WORK INSTRUCTIONS
Output the material exactly, keeping every line intact.

LISTED ENTRIES
*-*-*
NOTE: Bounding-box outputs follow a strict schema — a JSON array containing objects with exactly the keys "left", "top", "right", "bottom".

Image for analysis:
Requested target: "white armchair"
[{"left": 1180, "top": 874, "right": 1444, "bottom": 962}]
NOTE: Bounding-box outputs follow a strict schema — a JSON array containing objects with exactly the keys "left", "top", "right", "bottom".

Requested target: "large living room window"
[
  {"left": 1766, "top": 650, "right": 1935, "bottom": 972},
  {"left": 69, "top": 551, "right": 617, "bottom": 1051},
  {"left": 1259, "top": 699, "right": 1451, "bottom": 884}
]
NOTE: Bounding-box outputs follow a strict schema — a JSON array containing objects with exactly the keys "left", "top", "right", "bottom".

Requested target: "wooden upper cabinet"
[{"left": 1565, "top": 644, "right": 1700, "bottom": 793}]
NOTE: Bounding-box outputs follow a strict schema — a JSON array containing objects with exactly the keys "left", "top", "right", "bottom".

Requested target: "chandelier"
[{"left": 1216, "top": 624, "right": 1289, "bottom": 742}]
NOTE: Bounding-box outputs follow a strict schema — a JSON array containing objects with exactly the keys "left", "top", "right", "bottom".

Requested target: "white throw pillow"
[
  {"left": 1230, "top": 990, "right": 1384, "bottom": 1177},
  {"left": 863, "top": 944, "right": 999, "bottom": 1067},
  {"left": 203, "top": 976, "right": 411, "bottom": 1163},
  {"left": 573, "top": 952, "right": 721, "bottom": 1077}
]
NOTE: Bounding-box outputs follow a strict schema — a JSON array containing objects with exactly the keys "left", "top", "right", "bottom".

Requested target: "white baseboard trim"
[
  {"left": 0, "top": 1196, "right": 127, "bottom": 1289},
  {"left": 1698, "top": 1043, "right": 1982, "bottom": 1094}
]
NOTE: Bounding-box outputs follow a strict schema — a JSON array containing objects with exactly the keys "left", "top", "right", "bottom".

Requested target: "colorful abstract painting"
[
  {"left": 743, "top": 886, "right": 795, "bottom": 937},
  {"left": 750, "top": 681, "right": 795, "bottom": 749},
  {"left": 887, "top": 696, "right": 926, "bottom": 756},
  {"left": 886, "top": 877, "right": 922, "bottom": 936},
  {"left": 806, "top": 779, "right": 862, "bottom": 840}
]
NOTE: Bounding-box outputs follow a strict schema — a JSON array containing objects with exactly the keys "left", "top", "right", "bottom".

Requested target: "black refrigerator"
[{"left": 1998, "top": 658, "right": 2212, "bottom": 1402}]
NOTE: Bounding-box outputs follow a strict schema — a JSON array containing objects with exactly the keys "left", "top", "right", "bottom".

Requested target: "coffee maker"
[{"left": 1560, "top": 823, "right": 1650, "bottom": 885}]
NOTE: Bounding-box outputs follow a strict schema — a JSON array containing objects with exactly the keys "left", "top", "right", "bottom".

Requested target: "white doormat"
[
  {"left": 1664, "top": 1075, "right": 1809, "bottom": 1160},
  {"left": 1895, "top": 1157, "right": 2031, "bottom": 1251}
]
*-*-*
WORKED SOLUTION
NOTE: Bounding-box outputs follow a strict schema — a JSON array containing objects with exactly the keys "left", "top", "right", "bottom".

Image for analysis:
Requested target: "white armchair"
[{"left": 1180, "top": 874, "right": 1444, "bottom": 962}]
NOTE: Bounding-box outputs follow a strict schema — a JSON array containing objects with exactly the keys "left", "top", "right", "bottom".

Requested target: "large living room window"
[
  {"left": 1766, "top": 650, "right": 1935, "bottom": 972},
  {"left": 69, "top": 551, "right": 617, "bottom": 1051},
  {"left": 1259, "top": 699, "right": 1451, "bottom": 884}
]
NOTE: Bounding-box outputs follow a strict schema — a JSON array containing objects with exactly the keys "left", "top", "right", "bottom".

Requested target: "wooden upper cabinet"
[{"left": 1565, "top": 644, "right": 1700, "bottom": 793}]
NOTE: Bounding-box outputs follow a strict schema — a JSON array containing objects with exactly the keys "left", "top", "right", "bottom".

Requested target: "chandelier"
[{"left": 1216, "top": 624, "right": 1289, "bottom": 742}]
NOTE: Bounding-box outputs follow a strict schema — a JSON array containing objects with exactly the keys "left", "top", "right", "bottom".

Requested target: "white throw pillow"
[
  {"left": 1230, "top": 990, "right": 1384, "bottom": 1177},
  {"left": 863, "top": 944, "right": 999, "bottom": 1067},
  {"left": 203, "top": 976, "right": 411, "bottom": 1163},
  {"left": 573, "top": 952, "right": 721, "bottom": 1077}
]
NOTE: Bounding-box outputs follow a strict schema — a JSON array containing objects with exactly the keys "left", "top", "right", "bottom".

Requested target: "white baseboard trim"
[
  {"left": 0, "top": 1196, "right": 127, "bottom": 1289},
  {"left": 1698, "top": 1043, "right": 1982, "bottom": 1094}
]
NOTE: Bounding-box outputs follow a strict schema — a JSON array containing objects with exactly the keys "left", "top", "right", "bottom".

Requested target: "colorful abstract painting"
[
  {"left": 743, "top": 886, "right": 795, "bottom": 937},
  {"left": 750, "top": 681, "right": 795, "bottom": 749},
  {"left": 887, "top": 696, "right": 926, "bottom": 756},
  {"left": 886, "top": 877, "right": 922, "bottom": 936},
  {"left": 806, "top": 779, "right": 862, "bottom": 840}
]
NOTE: Bounding-box outputs follow a strict schema — a JSON array containing objects with exactly the keys "left", "top", "right", "bottom".

Requested target: "black refrigerator"
[{"left": 1998, "top": 658, "right": 2212, "bottom": 1402}]
NOTE: Bounding-box outputs follow a strict schema — a JSON array containing objects with exactly the keys "left", "top", "right", "bottom".

Requested target: "coffee maker"
[{"left": 1560, "top": 823, "right": 1650, "bottom": 885}]
NOTE: Bounding-box outputs follow a strict schema — a JSON array containing objects with exactly the keys "left", "top", "right", "bottom".

Requested target: "white doormat"
[
  {"left": 1664, "top": 1075, "right": 1809, "bottom": 1160},
  {"left": 1895, "top": 1157, "right": 2031, "bottom": 1251}
]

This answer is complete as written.